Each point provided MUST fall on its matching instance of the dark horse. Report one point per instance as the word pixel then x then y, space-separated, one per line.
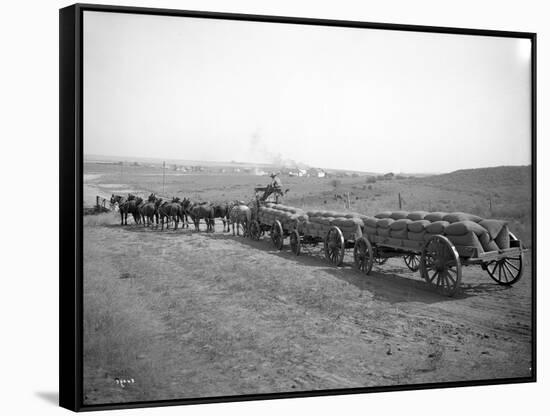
pixel 148 211
pixel 198 211
pixel 168 211
pixel 126 206
pixel 221 210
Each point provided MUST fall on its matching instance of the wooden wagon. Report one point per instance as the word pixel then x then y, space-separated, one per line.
pixel 440 258
pixel 276 219
pixel 337 232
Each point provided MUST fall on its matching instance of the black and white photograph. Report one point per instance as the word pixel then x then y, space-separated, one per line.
pixel 284 207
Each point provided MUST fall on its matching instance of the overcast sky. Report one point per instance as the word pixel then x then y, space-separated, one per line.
pixel 361 99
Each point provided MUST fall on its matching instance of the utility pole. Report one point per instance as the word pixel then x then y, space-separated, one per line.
pixel 163 175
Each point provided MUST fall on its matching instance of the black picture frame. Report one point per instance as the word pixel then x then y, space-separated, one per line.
pixel 71 205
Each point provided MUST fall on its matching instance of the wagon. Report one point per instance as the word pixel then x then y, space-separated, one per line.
pixel 337 232
pixel 440 258
pixel 276 219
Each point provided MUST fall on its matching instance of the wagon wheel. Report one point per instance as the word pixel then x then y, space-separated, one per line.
pixel 295 244
pixel 334 246
pixel 440 265
pixel 254 230
pixel 412 261
pixel 277 235
pixel 507 270
pixel 363 255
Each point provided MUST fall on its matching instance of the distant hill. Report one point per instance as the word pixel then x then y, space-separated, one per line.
pixel 502 179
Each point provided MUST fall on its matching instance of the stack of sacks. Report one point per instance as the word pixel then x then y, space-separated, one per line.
pixel 460 216
pixel 319 223
pixel 399 231
pixel 417 215
pixel 370 225
pixel 470 234
pixel 460 228
pixel 289 217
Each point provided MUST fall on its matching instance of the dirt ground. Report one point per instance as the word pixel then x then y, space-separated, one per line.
pixel 179 314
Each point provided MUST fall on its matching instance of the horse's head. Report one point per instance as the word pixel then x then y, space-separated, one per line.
pixel 116 199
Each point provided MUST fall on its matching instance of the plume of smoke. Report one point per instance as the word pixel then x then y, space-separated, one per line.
pixel 260 150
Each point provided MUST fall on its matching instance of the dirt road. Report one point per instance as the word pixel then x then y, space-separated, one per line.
pixel 184 314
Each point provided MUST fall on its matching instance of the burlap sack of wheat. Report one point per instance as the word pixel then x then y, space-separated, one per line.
pixel 384 223
pixel 463 227
pixel 370 230
pixel 398 228
pixel 416 236
pixel 399 215
pixel 436 227
pixel 435 216
pixel 384 214
pixel 417 215
pixel 461 216
pixel 469 239
pixel 418 226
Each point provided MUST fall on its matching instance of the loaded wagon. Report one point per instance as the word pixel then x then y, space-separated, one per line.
pixel 277 219
pixel 439 244
pixel 436 244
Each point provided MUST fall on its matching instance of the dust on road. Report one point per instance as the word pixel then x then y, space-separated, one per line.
pixel 189 314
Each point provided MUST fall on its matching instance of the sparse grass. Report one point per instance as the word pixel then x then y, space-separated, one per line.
pixel 109 218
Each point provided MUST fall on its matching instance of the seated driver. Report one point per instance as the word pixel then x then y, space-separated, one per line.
pixel 276 181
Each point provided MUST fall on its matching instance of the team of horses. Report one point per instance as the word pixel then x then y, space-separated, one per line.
pixel 157 211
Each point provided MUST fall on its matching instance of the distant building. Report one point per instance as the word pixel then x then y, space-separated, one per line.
pixel 316 173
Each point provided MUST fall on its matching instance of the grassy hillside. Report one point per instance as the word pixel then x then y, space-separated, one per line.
pixel 501 192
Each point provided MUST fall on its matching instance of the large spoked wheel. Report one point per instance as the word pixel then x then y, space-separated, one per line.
pixel 254 230
pixel 506 271
pixel 378 259
pixel 277 235
pixel 295 244
pixel 412 261
pixel 440 265
pixel 334 246
pixel 363 255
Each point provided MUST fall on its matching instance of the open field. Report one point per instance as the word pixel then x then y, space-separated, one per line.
pixel 193 314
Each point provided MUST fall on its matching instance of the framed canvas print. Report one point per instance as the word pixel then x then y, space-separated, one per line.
pixel 261 207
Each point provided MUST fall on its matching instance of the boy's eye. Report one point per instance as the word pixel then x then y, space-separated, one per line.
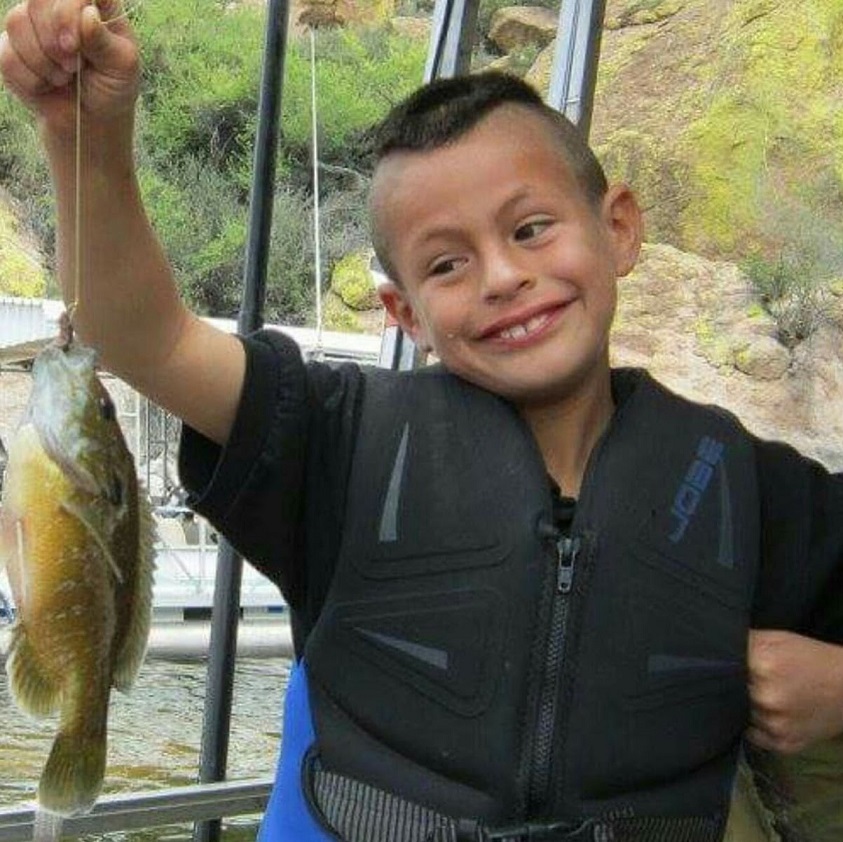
pixel 445 266
pixel 531 229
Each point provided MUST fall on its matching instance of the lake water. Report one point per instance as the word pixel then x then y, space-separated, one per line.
pixel 154 736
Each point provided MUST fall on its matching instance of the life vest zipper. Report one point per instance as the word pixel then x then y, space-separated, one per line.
pixel 567 550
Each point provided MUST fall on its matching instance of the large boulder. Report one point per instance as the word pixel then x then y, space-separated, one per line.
pixel 516 27
pixel 698 327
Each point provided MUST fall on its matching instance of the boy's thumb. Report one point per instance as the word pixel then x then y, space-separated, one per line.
pixel 100 46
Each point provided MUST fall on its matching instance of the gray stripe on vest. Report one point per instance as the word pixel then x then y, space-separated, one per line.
pixel 434 657
pixel 726 551
pixel 389 515
pixel 674 663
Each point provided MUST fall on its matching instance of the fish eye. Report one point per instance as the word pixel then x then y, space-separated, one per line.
pixel 115 491
pixel 107 412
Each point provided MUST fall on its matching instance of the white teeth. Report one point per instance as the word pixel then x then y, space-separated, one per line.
pixel 517 331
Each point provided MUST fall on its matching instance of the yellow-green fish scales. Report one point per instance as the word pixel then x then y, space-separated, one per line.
pixel 76 538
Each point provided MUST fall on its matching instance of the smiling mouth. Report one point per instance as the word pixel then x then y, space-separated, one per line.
pixel 523 330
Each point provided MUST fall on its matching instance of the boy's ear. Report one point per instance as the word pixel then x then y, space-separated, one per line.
pixel 400 309
pixel 626 229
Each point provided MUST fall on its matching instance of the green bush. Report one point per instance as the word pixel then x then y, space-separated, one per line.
pixel 201 64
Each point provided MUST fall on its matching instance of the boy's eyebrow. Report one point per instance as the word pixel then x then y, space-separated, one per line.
pixel 450 231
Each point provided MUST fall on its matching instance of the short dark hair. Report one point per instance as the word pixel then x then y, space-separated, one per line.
pixel 444 110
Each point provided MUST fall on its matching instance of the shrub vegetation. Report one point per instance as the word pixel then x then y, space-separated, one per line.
pixel 196 130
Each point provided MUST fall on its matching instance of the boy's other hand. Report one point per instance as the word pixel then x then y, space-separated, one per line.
pixel 39 54
pixel 796 690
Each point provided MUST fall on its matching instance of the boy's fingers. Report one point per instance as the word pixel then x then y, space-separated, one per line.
pixel 20 37
pixel 17 77
pixel 56 25
pixel 109 51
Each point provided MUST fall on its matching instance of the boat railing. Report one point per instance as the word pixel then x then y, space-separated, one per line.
pixel 132 811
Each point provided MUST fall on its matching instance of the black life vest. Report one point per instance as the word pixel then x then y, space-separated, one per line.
pixel 472 659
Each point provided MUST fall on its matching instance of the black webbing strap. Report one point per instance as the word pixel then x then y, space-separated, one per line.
pixel 357 812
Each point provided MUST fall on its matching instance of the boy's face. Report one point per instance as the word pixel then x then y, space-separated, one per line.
pixel 506 271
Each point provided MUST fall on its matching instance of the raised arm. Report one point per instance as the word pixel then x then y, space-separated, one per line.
pixel 128 306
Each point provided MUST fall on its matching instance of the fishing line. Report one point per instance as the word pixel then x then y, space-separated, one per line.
pixel 317 250
pixel 77 228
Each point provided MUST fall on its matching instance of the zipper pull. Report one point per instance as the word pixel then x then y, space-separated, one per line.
pixel 567 549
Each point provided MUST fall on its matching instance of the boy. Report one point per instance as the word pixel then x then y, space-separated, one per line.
pixel 548 566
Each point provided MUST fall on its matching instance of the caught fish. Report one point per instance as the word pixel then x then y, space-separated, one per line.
pixel 76 539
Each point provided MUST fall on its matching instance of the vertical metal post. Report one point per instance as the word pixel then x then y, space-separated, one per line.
pixel 451 38
pixel 449 54
pixel 574 74
pixel 226 609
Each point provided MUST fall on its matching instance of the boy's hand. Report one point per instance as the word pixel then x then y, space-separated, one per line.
pixel 39 51
pixel 796 690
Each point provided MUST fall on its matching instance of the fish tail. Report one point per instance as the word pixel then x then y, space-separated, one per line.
pixel 72 778
pixel 47 826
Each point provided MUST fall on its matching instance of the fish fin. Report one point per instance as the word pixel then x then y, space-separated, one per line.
pixel 79 514
pixel 32 691
pixel 73 775
pixel 130 657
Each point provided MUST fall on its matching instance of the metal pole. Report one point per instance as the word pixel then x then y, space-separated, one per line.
pixel 449 54
pixel 451 39
pixel 574 74
pixel 226 609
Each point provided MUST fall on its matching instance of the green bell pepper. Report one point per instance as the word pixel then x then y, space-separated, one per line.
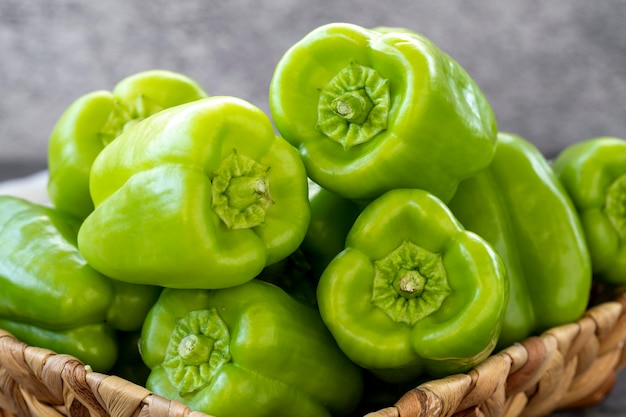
pixel 246 351
pixel 95 119
pixel 374 110
pixel 202 195
pixel 413 292
pixel 594 174
pixel 331 219
pixel 520 207
pixel 51 297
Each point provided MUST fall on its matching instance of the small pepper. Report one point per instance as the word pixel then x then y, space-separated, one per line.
pixel 51 297
pixel 246 351
pixel 202 195
pixel 594 174
pixel 413 292
pixel 519 206
pixel 374 110
pixel 96 119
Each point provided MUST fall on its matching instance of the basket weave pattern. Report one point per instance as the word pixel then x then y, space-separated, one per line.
pixel 573 365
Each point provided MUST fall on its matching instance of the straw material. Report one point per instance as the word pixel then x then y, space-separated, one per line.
pixel 573 365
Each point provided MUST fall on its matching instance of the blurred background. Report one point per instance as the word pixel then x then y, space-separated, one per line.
pixel 554 71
━━━
■ OBJETIVO DO EXERCÍCIO
Reproduza tudo o que vai do início dos registros até a linha que contém "pixel 221 210", inclusive, substituindo "dark horse" por "brown horse" e mantendo todo o resto inalterado. Deixe as imagens de fora da resposta.

■ RESPOSTA FINAL
Each point provided MUST fall on its matching instance of the brown horse. Report one point per instance as the word pixel then x then y, space-separated, one per line.
pixel 148 211
pixel 198 211
pixel 168 211
pixel 126 206
pixel 221 210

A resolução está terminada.